= REQUIREMENT =
Once the line containing "For each instance of the dark background, set" is located, output it and every line after it through the end of the records, exactly as written and nothing else.

= SOURCE DATA =
|---|
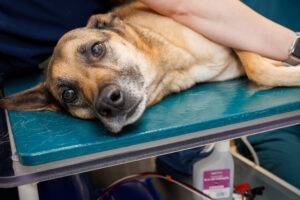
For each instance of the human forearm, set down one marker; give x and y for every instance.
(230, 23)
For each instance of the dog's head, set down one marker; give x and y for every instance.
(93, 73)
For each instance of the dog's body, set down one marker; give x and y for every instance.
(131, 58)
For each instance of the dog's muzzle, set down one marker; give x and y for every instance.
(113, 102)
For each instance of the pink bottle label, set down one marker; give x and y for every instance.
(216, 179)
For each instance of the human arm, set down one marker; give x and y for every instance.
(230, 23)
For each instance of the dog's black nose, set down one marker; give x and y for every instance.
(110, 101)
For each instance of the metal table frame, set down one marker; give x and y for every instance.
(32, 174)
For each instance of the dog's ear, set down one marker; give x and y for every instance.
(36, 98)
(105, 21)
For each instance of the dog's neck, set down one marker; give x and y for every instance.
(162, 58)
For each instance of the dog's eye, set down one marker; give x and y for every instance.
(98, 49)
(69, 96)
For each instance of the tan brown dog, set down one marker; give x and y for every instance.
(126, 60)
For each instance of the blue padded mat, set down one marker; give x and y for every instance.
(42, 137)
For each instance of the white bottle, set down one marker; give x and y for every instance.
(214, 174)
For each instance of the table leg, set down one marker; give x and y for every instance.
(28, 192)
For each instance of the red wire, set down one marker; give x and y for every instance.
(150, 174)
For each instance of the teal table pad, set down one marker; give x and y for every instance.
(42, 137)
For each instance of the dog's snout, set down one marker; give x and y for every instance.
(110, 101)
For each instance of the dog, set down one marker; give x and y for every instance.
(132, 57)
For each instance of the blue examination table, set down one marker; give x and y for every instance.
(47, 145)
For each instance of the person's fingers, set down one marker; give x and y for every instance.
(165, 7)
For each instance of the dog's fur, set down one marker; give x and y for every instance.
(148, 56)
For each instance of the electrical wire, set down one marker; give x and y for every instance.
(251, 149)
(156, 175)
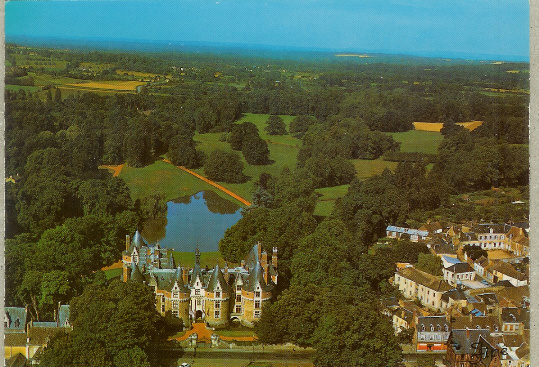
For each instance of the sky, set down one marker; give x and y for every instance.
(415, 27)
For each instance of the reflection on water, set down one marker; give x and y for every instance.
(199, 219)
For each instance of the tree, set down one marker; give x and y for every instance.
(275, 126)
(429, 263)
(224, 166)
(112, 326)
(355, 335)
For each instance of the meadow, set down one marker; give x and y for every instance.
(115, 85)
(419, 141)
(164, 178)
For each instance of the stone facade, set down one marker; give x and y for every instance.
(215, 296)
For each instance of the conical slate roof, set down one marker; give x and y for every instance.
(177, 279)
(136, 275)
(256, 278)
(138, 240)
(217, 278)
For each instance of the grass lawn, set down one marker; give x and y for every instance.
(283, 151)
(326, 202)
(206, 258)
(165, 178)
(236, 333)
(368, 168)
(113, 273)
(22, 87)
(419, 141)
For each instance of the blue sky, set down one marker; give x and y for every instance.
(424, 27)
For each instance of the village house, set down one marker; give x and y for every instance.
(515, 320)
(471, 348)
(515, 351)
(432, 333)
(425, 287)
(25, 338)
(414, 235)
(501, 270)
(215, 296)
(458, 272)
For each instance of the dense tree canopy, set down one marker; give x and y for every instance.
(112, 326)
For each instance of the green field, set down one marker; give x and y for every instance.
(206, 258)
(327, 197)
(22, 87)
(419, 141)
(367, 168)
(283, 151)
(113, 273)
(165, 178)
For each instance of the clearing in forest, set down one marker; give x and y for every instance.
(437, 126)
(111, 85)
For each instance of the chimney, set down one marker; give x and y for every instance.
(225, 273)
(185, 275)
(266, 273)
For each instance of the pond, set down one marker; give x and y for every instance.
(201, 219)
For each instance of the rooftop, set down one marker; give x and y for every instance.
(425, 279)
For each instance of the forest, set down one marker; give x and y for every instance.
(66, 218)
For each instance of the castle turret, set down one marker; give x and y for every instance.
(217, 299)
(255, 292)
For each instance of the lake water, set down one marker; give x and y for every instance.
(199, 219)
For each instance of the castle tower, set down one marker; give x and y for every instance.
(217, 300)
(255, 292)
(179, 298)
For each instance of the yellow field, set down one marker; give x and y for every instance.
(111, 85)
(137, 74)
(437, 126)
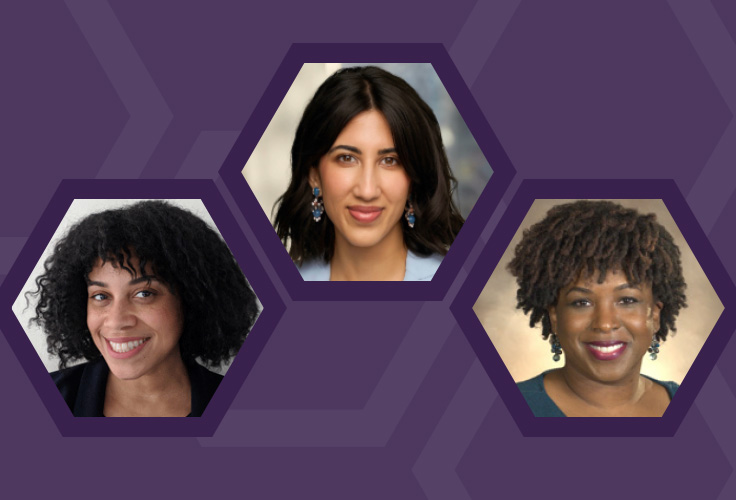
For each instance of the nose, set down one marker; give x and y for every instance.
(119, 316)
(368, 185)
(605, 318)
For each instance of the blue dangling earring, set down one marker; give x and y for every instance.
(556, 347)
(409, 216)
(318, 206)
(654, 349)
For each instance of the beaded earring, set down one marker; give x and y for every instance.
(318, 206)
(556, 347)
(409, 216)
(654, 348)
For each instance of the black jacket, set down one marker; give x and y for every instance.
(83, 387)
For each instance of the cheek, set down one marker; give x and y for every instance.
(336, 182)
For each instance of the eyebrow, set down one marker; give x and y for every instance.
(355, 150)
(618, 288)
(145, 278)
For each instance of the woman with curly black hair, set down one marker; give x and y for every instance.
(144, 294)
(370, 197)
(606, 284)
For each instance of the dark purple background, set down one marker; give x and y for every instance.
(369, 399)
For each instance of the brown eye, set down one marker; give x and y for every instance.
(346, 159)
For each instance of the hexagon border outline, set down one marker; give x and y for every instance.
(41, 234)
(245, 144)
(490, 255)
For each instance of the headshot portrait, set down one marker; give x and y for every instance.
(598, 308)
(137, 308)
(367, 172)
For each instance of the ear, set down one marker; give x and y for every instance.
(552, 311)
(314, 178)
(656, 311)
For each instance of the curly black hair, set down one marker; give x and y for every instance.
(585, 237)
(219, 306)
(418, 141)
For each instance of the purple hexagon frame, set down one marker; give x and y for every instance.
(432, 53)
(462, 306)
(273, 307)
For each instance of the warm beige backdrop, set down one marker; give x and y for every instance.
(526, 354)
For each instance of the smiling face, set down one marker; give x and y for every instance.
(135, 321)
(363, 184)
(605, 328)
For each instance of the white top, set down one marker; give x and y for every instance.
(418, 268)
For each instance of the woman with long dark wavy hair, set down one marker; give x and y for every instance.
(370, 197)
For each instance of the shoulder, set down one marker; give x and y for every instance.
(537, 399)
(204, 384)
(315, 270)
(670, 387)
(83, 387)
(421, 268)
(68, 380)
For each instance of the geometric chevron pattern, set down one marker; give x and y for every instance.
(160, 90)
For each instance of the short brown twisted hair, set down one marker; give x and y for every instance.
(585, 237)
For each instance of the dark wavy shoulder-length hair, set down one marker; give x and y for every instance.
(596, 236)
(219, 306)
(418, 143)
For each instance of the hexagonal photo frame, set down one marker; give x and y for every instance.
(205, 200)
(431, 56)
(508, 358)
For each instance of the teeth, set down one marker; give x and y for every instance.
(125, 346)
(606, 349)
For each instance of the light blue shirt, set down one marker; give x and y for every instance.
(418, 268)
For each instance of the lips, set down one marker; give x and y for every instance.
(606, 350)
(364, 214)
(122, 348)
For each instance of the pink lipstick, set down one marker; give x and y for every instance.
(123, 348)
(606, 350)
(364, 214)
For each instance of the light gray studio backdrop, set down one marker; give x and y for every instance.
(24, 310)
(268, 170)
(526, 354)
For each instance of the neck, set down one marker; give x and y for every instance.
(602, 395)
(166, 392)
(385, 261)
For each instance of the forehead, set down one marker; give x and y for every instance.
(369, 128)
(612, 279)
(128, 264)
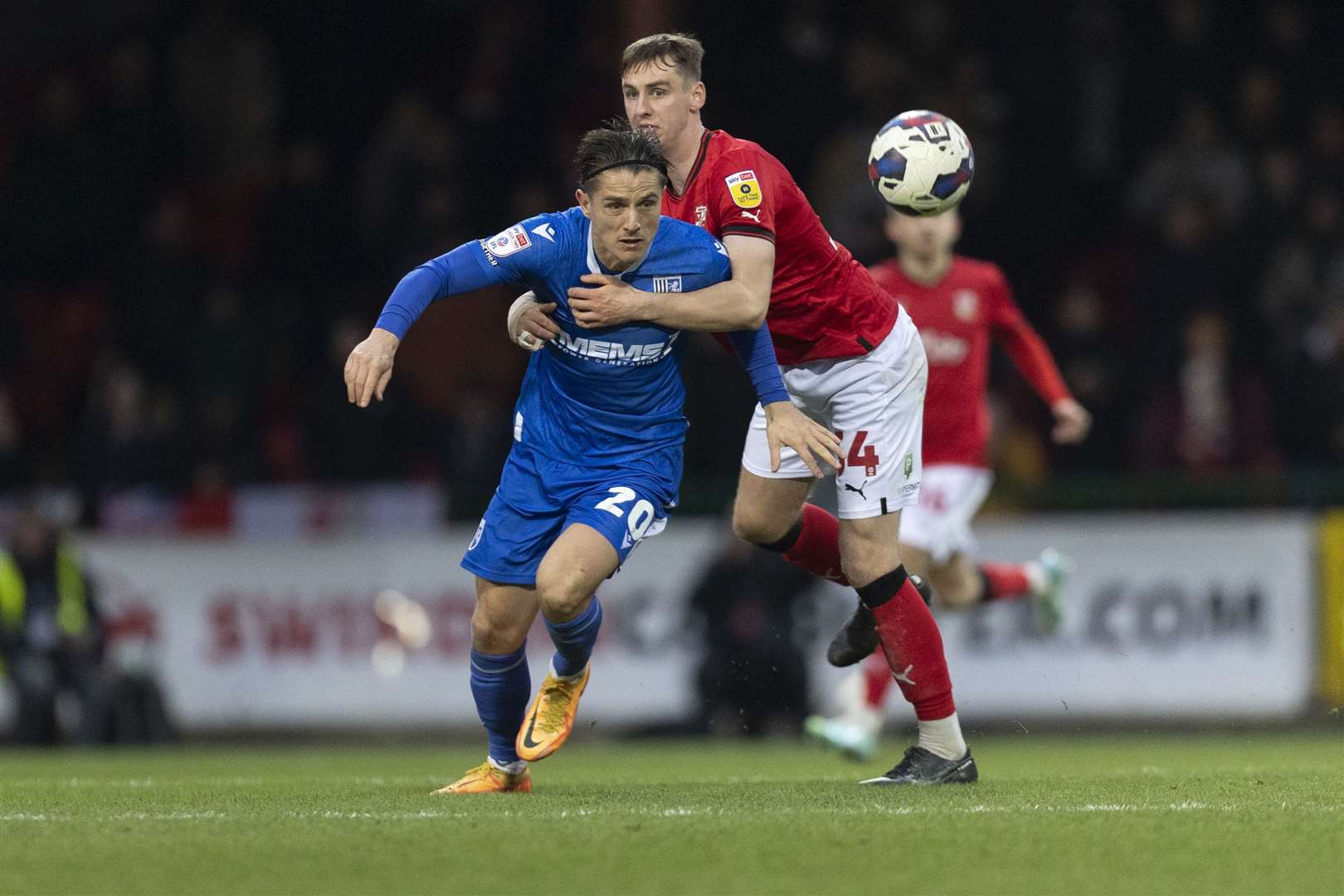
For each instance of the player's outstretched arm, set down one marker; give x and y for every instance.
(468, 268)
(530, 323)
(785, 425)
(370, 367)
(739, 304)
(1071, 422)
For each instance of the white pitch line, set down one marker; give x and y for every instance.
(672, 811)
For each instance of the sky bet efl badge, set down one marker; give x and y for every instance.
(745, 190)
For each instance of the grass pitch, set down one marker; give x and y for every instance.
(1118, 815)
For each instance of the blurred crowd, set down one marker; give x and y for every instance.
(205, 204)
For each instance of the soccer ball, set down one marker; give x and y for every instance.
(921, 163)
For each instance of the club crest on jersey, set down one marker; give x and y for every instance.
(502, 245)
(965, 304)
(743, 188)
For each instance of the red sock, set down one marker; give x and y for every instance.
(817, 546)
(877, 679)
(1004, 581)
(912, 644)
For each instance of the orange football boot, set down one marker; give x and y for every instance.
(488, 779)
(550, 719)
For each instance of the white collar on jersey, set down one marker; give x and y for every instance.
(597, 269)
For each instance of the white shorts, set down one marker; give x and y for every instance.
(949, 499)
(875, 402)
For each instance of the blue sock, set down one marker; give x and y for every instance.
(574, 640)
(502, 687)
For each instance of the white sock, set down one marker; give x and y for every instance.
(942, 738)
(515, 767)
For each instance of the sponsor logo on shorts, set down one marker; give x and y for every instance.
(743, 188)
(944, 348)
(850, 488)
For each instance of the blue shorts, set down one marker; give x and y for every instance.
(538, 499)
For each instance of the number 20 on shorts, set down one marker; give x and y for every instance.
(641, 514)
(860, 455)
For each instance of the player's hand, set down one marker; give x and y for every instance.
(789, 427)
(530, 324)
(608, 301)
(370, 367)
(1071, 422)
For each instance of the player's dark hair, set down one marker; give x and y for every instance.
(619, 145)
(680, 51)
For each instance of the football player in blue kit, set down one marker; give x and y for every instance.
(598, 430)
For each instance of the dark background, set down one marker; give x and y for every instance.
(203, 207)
|---|
= THE ANSWER =
For each instance of the dark background, set down one marker; give x and y for every instance.
(203, 207)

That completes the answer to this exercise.